**The problem**:
Word for word, set down the entries that follow.

**Task material**:
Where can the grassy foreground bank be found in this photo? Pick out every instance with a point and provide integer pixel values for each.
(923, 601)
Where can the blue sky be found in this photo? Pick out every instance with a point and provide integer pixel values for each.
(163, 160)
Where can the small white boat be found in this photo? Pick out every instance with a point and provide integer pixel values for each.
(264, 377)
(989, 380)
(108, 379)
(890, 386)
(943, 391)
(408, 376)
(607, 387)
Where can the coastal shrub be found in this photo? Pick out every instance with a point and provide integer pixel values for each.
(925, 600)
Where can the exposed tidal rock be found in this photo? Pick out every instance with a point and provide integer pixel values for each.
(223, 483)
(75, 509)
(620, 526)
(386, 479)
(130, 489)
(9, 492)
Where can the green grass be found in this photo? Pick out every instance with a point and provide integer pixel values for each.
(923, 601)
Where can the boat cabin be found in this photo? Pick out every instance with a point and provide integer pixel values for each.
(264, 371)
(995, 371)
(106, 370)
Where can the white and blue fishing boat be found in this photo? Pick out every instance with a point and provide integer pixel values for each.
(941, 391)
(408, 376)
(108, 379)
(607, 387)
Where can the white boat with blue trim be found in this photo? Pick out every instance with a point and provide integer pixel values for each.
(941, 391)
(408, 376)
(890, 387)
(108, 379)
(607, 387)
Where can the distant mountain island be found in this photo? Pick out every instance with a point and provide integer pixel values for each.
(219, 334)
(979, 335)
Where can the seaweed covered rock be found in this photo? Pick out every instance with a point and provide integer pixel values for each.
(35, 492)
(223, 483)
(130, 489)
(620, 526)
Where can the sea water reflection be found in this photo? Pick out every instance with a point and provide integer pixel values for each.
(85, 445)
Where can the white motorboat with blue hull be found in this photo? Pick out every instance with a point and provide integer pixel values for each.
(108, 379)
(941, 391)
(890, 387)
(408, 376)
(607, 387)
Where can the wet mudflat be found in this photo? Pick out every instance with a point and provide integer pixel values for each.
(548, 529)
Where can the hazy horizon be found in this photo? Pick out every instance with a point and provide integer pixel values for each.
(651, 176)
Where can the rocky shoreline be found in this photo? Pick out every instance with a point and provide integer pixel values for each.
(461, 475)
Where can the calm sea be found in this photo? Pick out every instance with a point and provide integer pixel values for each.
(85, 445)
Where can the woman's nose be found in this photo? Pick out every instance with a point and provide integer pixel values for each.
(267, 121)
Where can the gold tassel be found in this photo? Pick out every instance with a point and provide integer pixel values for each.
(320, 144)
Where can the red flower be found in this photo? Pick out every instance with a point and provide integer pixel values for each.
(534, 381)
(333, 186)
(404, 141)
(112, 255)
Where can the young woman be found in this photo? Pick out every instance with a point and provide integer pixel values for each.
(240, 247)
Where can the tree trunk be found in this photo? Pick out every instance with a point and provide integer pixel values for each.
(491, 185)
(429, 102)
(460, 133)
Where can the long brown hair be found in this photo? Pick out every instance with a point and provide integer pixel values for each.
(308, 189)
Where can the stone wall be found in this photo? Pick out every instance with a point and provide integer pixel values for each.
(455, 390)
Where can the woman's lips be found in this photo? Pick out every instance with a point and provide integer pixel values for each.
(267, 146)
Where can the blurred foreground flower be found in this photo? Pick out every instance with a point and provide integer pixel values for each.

**Problem solution**:
Where can the grassy foreground bank be found in this photo? Pick out every instance with a point and provide integer pixel values for each.
(923, 601)
Where can the blue sky be found in this photo? Pick out every instance with a point and provide integer pixel values for each.
(163, 160)
Where can the small white boat be found in this photo? Pick out every instance with a point and provide integer pixel values for each.
(264, 377)
(989, 380)
(108, 379)
(890, 386)
(943, 391)
(408, 376)
(607, 387)
Where can the coastal shrub be found in this photo? Pick out every instance with a point and provide integer pixel values for each.
(925, 600)
Where can the exposed tidal rock be found in this photo? Pick out every instance with a point and provide integer pixel values for each.
(223, 483)
(75, 509)
(620, 526)
(386, 479)
(130, 489)
(9, 492)
Where can the green grass be found in this photo? Pick out every instance with a point and provide integer pixel values for each.
(923, 601)
Where can the boat cabin be found in this photo? Pick out every instance with a point and provide integer pixel values for each.
(264, 371)
(995, 371)
(106, 370)
Where can the white and blue fishing boat be found in this photo? Pick out every instance with a point and provide integer pixel values for each.
(941, 391)
(408, 376)
(108, 379)
(607, 387)
Where can the white boat with blue trim be found in this photo? Pick out every instance with a point and provide integer pixel values for each.
(941, 391)
(408, 376)
(890, 387)
(108, 379)
(607, 387)
Where can the distant mountain island be found in this photo? Pick out every instance with a point and provide integer pixel values for each.
(219, 334)
(979, 335)
Where can the seaweed covered rock be found in this photo? Pick out every instance with a point and provide integer pixel values for each.
(35, 492)
(223, 483)
(130, 489)
(620, 526)
Where can the sea water reflection be found in this photo? Pick out every instance with a point and provide integer pixel values for each.
(85, 445)
Where can the white motorboat with blue hull be found in this photo? Pick out every instance with a point and provide integer pixel values for each.
(108, 379)
(941, 391)
(890, 387)
(408, 376)
(607, 387)
Where can the wet mudflat be found in this photo? Pick out every instance with a point and provide integer pixel values for each.
(548, 529)
Where can the hazy horizon be found in this photo? Pick out every instance with a point and provide integer pixel values for each.
(651, 176)
Where can the rocky shoreline be found in this photo? Pick out every instance with a point and provide integer pixel values for each.
(461, 475)
Where can the calm sea be found in this photo? Pick out every instance with a point and provide integer pixel values for each.
(85, 445)
Where can the woman's nose be found in this photo? Pick out every instance with a point and provide integer pixel values for each.
(267, 121)
Where can the gold tassel be found in this photo? Pick out every instance with a point and provide integer pixel values for each.
(320, 144)
Where can the red flower be found in this photo? Pick out every instance with a point and provide integer pixel values for each.
(534, 381)
(333, 186)
(404, 141)
(112, 255)
Where can the young woman be found in this photo? Pick out every instance with a point and provide integer pixel values for each.
(240, 247)
Where can the tree trunk be found in this photo? Pick out every instance with a point and provide integer pixel values for each.
(491, 185)
(429, 102)
(460, 133)
Where can the long brown hair be found in this photo? Pick out every instance with a point and provide integer pixel values for each.
(308, 189)
Where can the stone wall be found in this photo? Pick out every instance with a point and provide integer pixel values for each.
(455, 390)
Where can the woman's lips be found in this photo? Pick out every instance with a point and provide integer pixel values for each.
(267, 146)
Where can the blurred foreground flower be found in this photo? Pick out every instance with a point and provide integer pixel values for each.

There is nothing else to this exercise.